##### Data section #####

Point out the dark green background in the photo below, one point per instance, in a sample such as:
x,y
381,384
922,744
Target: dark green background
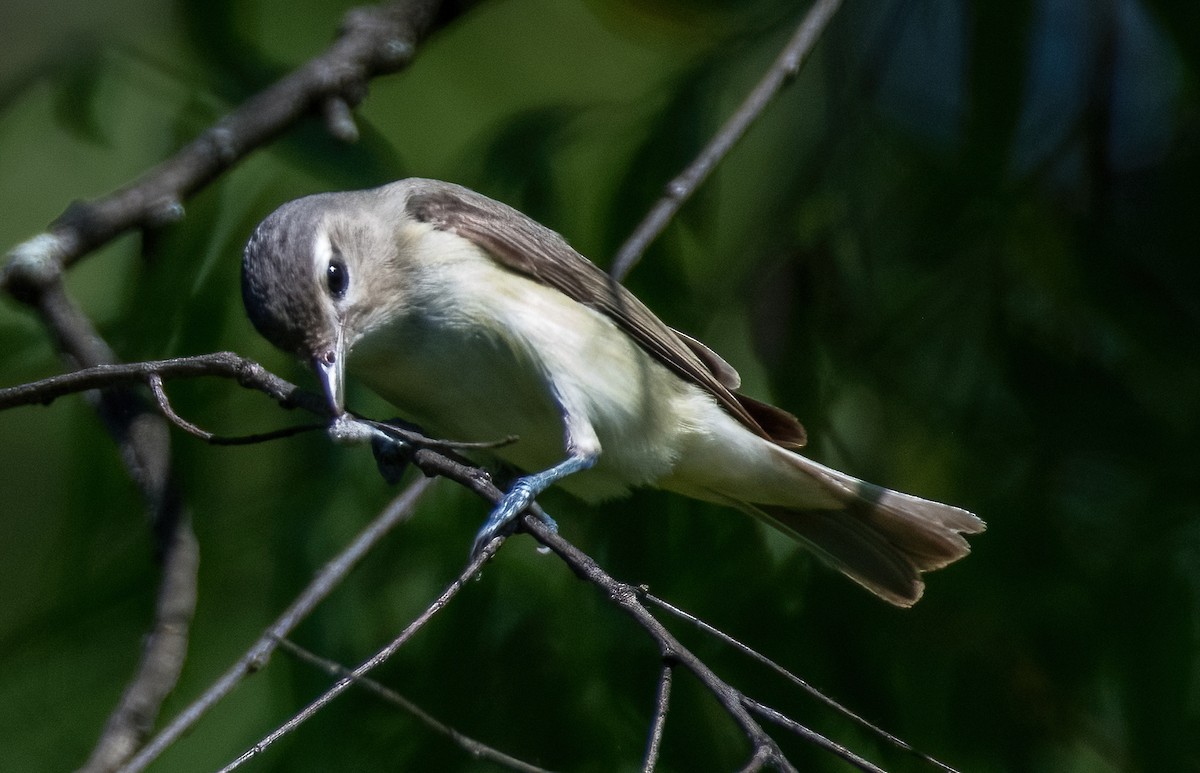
x,y
960,247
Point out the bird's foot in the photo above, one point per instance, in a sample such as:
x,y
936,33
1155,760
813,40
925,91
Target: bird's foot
x,y
515,502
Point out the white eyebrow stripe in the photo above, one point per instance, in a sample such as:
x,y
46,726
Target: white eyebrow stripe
x,y
322,251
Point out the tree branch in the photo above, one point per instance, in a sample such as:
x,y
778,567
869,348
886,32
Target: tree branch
x,y
373,41
259,653
477,749
681,189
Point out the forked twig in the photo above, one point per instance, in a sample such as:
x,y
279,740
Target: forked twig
x,y
681,189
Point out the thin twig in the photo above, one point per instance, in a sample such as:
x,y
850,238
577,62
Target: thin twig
x,y
219,364
373,41
811,736
258,654
678,191
661,705
797,681
144,444
477,749
160,394
375,660
627,598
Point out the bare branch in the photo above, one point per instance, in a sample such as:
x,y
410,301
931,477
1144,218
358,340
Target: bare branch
x,y
661,705
797,681
257,657
477,749
784,69
375,660
627,598
811,737
373,41
221,364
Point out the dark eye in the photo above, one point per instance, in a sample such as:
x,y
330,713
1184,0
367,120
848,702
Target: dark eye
x,y
337,277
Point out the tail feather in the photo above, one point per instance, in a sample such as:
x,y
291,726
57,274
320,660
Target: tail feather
x,y
882,539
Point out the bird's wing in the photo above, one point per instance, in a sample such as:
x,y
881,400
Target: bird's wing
x,y
532,250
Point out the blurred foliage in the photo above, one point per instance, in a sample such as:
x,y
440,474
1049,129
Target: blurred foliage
x,y
961,247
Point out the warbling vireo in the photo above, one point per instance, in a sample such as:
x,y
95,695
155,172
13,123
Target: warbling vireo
x,y
479,323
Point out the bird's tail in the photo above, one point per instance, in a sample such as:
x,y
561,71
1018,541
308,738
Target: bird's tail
x,y
882,539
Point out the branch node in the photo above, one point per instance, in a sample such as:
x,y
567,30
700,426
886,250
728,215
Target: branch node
x,y
396,52
340,119
223,143
33,265
165,213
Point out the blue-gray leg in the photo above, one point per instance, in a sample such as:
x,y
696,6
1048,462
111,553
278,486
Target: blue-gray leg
x,y
523,492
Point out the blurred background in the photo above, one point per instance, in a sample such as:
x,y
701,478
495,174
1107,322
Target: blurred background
x,y
960,246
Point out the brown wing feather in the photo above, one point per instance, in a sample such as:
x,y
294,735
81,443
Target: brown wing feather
x,y
529,249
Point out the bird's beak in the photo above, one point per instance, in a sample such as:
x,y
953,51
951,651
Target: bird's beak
x,y
330,369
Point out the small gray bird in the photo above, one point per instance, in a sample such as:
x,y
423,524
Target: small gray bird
x,y
479,323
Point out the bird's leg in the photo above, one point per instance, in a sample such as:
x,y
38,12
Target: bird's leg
x,y
523,492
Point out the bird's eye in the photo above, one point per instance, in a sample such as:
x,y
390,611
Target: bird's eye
x,y
337,277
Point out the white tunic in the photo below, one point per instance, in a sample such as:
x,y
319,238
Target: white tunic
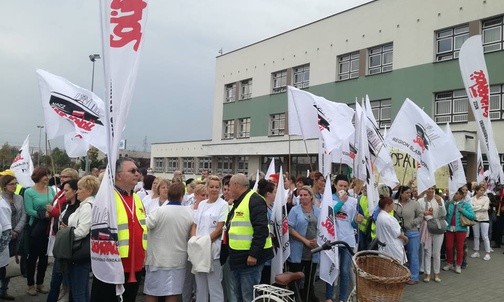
x,y
388,231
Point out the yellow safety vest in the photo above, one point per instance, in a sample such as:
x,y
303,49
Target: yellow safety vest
x,y
122,224
241,231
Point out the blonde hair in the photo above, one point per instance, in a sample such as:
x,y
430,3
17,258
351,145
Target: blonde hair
x,y
89,182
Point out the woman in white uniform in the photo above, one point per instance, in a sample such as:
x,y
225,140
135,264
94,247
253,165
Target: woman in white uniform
x,y
389,231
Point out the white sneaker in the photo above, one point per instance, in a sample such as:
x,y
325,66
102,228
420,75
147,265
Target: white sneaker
x,y
447,267
475,255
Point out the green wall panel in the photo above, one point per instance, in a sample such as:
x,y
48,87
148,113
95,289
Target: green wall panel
x,y
417,83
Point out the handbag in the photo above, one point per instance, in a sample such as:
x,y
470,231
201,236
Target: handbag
x,y
436,226
464,221
63,244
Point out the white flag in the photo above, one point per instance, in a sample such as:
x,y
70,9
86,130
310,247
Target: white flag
x,y
271,169
414,132
280,229
457,175
476,81
311,115
75,145
380,155
123,28
329,261
22,166
480,172
70,109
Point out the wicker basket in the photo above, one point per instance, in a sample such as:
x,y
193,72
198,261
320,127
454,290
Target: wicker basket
x,y
379,277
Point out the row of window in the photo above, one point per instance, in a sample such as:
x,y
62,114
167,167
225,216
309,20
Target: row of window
x,y
224,164
230,131
379,59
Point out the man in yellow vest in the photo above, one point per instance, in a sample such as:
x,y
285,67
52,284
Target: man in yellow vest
x,y
131,233
248,237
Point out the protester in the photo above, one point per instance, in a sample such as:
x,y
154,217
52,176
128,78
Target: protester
x,y
131,234
80,220
456,232
303,220
59,276
389,231
8,184
434,208
36,199
480,205
345,214
165,264
248,236
209,220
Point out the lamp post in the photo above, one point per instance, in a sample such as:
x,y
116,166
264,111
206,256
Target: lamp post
x,y
40,127
93,59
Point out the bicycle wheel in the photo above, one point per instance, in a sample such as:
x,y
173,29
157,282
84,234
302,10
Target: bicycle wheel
x,y
267,298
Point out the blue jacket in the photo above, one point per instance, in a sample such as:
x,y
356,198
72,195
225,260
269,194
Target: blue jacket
x,y
299,223
466,210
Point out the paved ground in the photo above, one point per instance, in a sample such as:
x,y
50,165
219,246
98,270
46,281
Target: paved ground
x,y
481,281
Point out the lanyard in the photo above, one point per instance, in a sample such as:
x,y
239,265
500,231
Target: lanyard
x,y
130,209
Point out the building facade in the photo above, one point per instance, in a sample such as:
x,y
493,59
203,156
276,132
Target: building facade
x,y
388,49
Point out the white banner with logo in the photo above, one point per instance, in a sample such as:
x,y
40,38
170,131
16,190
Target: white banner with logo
x,y
123,27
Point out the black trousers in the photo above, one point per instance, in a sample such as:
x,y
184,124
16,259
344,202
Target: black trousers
x,y
101,291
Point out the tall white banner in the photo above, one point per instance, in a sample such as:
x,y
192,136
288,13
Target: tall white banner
x,y
415,133
280,229
123,25
22,165
329,261
457,175
70,109
477,83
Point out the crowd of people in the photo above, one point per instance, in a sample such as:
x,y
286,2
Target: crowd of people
x,y
212,239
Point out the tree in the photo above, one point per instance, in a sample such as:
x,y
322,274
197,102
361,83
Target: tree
x,y
7,155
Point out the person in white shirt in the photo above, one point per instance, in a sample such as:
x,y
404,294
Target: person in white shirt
x,y
209,220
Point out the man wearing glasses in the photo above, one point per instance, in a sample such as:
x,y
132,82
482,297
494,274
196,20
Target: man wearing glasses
x,y
132,234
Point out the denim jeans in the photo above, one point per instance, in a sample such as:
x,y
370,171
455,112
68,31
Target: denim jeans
x,y
78,276
412,250
345,260
245,279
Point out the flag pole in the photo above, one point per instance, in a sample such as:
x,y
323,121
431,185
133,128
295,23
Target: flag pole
x,y
302,132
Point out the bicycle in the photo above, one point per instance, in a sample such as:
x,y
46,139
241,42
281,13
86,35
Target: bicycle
x,y
374,270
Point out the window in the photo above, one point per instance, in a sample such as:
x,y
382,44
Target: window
x,y
158,164
348,66
380,59
230,93
449,41
496,109
279,81
228,129
493,34
172,164
188,165
224,165
302,76
382,111
451,107
242,165
244,127
277,124
204,163
246,89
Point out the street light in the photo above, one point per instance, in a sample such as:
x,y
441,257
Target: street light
x,y
93,59
40,127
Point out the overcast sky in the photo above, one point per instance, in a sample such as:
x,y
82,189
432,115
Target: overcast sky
x,y
175,85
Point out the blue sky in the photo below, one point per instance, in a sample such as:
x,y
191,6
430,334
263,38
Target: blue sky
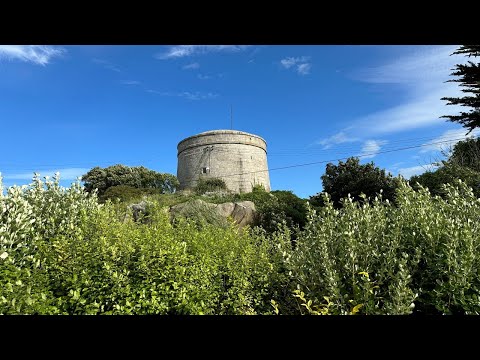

#####

Please write out the listing again from the line with "Point out the bicycle in" up to and including its last line, scaling every answer coordinate by 1.4 and rounding to whole numbers with halves rounded up. Keep the requests and their sample coordinates unchanged, and leave the pictures out.

Point out the bicycle in the photo above, one point per instance, in a sample such as:
x,y
46,139
241,42
281,13
86,35
Target: bicycle
x,y
524,378
Point out the window in the photo above, one point per instance, in a sample such as:
x,y
382,44
Target: window
x,y
221,230
487,92
532,83
322,130
629,57
694,153
391,113
319,181
690,48
241,230
263,231
314,231
423,106
535,155
631,150
339,231
342,178
388,174
286,228
344,125
Point out the street light in the photo above, one point per instance, in a sample such as:
x,y
441,257
Target: street light
x,y
130,83
56,178
Point out the overcast sky in the photo above, one point per instance, in a sample such as:
x,y
82,189
432,115
Target: overcast sky
x,y
245,119
Point out the blue sky in the photo below, one point per instance, in a sample such as:
x,y
191,6
430,334
263,38
Target: blue sky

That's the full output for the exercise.